▸ **ACTION ITEM**: Beginning with the line that holds "Target: tree bark", please retype each line through the end of the listing below, both ends included, and nothing more.

::::

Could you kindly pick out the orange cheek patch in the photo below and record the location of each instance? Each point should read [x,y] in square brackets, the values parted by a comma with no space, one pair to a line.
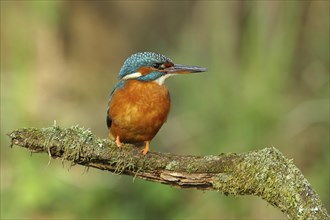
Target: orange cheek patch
[145,70]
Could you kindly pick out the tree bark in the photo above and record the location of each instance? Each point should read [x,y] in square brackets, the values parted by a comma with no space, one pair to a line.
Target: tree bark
[264,173]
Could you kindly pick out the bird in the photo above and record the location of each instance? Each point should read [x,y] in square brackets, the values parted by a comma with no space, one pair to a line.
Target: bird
[140,102]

::::

▸ **ANSWER TO THE EXERCISE**:
Target: tree bark
[264,173]
Could you kindly pick out the bird in the photo above and record the location of each instance? Each point should read [x,y] in square brackets, the values parted by a comma with no space, one pair to a line.
Target: bird
[140,102]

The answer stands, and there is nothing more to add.